┌────────

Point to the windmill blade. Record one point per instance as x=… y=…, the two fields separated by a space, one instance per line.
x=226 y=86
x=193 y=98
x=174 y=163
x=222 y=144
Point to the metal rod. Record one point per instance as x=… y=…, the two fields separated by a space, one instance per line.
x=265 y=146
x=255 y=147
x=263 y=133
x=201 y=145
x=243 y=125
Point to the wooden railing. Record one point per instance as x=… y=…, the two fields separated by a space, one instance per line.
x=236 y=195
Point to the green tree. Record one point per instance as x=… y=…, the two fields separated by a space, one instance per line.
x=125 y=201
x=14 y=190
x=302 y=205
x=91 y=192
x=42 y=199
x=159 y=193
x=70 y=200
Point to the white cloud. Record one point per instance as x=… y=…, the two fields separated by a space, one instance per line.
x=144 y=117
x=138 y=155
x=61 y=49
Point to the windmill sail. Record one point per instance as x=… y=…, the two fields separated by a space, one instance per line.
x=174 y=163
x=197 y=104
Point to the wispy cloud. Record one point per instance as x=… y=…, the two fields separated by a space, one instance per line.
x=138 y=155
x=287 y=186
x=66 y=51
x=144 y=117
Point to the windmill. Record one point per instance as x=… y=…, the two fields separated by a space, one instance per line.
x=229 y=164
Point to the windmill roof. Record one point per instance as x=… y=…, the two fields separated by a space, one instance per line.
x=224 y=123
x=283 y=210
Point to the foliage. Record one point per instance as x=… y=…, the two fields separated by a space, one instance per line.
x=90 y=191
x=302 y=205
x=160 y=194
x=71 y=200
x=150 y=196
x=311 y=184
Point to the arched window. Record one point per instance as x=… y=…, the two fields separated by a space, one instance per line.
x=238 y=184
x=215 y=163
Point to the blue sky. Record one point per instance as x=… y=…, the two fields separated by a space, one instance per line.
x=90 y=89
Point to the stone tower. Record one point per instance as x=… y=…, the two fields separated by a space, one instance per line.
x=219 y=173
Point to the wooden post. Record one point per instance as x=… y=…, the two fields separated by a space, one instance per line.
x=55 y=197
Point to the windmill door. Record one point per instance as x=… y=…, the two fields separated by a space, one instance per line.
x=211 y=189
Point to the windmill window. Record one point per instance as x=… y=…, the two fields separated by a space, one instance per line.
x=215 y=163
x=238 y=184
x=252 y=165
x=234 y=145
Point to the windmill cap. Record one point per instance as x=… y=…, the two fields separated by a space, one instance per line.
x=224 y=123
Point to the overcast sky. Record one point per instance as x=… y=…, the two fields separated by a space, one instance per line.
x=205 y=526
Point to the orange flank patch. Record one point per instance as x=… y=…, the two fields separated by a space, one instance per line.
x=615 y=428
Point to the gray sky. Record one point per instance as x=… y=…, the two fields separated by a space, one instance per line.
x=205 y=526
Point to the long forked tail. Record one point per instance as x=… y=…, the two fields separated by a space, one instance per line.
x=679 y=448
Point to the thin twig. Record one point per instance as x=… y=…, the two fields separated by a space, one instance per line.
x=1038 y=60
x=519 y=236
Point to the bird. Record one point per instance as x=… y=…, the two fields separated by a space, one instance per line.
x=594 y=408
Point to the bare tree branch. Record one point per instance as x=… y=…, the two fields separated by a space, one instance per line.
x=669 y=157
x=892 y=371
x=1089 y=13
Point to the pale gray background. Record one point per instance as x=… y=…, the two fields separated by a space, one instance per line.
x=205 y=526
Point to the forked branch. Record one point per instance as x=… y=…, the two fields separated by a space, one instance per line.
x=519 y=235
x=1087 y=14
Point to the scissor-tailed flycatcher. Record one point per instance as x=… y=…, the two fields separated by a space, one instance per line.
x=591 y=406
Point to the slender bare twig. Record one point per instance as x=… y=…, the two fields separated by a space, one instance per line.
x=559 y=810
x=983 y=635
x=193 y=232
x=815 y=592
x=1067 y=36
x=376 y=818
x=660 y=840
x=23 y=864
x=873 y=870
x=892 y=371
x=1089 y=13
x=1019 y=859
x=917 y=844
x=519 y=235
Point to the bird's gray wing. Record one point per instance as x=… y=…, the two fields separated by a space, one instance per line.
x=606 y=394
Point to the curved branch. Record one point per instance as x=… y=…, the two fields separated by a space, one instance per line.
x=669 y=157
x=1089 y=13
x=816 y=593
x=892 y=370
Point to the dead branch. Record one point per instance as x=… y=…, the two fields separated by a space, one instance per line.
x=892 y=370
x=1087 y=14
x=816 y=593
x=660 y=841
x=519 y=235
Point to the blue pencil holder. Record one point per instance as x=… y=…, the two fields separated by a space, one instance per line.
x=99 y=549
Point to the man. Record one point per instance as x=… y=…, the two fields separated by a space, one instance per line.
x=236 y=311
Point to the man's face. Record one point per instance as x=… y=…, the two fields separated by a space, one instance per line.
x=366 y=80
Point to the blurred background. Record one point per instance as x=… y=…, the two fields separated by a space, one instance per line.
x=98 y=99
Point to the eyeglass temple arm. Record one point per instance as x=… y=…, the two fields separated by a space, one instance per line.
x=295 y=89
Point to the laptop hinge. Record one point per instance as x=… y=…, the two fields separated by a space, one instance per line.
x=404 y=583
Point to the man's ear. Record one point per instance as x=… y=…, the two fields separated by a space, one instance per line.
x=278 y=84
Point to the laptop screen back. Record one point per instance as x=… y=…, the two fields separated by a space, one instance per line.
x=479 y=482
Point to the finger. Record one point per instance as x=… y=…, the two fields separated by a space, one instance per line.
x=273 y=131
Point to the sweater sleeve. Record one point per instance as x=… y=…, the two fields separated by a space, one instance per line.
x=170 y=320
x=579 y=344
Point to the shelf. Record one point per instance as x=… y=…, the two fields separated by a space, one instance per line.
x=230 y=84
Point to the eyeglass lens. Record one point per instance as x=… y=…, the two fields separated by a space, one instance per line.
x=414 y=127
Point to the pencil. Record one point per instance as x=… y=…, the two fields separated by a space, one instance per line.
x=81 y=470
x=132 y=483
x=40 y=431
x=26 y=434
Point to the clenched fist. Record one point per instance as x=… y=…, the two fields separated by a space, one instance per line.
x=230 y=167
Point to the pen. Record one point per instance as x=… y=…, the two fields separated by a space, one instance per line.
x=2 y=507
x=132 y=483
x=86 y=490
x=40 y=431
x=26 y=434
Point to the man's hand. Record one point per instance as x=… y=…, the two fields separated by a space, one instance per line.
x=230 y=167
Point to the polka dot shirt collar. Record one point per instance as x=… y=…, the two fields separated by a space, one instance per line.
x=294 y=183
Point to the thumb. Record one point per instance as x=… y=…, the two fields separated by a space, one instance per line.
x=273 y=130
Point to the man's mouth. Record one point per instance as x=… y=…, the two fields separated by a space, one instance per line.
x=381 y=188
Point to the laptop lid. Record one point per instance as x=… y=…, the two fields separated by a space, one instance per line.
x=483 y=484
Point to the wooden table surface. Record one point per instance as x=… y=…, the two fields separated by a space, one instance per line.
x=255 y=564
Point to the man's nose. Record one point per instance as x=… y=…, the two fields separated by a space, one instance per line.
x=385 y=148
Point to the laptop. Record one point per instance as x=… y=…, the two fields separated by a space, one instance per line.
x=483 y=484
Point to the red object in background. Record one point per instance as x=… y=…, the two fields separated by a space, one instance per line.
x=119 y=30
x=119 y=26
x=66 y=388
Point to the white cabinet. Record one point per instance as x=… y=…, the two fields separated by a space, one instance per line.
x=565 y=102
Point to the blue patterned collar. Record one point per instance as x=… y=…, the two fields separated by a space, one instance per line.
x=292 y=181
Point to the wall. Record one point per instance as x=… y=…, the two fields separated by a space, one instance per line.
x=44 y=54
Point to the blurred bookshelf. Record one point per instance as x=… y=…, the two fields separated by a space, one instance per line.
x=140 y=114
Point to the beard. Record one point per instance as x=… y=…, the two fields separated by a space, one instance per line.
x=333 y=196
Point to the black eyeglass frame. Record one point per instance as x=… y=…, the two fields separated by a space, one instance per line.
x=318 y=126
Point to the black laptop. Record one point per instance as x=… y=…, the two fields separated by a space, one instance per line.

└────────

▸ **WORK ITEM**: Set down the line holding "Point to the laptop lid." and all later lines through the last one in the material above, exactly, and no other lines.

▸ **EXERCISE ANSWER**:
Point to the laptop lid. Record one point per instance as x=… y=…, the two fields separated by a space, one instance per line.
x=483 y=484
Point to the wooden table surface. Record one point per instance as x=… y=…, the two fields separated by a space, one instance per line.
x=255 y=564
Point to the man's nose. Record one point per instance as x=… y=…, the two fields separated by a space, one instance per line.
x=385 y=148
Point to the laptop. Record one point per instance as x=… y=…, the two fields separated by a space, one instance per line.
x=483 y=484
Point to the red object in background. Record one point per instance as x=… y=…, the two fields separated by a space, one instance per line.
x=119 y=30
x=119 y=26
x=66 y=388
Point to the white cabinet. Record one point per instance as x=… y=…, the two fields separated by a space, one instance per line.
x=565 y=102
Point to the blue patterned collar. Record one point per instance as x=… y=…, the two fields separated by a space, one instance per line.
x=292 y=181
Point to the wall. Record one point per instance as x=… y=…, the two fields separated by a space, one instance per line.
x=44 y=54
Point to the blurred bookshelf. Record one point per instance as x=… y=…, the two fields separated by a space, one instance per line.
x=140 y=114
Point to the beard. Record one point per instance as x=… y=…, the two fields separated by a space, one instance per line.
x=333 y=196
Point to the black eyeglass frame. Record one point per instance as x=… y=…, the two fields separated by a space, one instance per line.
x=318 y=126
Point to the black laptop. Record one point per instance as x=… y=…, the two fields separated by a space, one instance per line.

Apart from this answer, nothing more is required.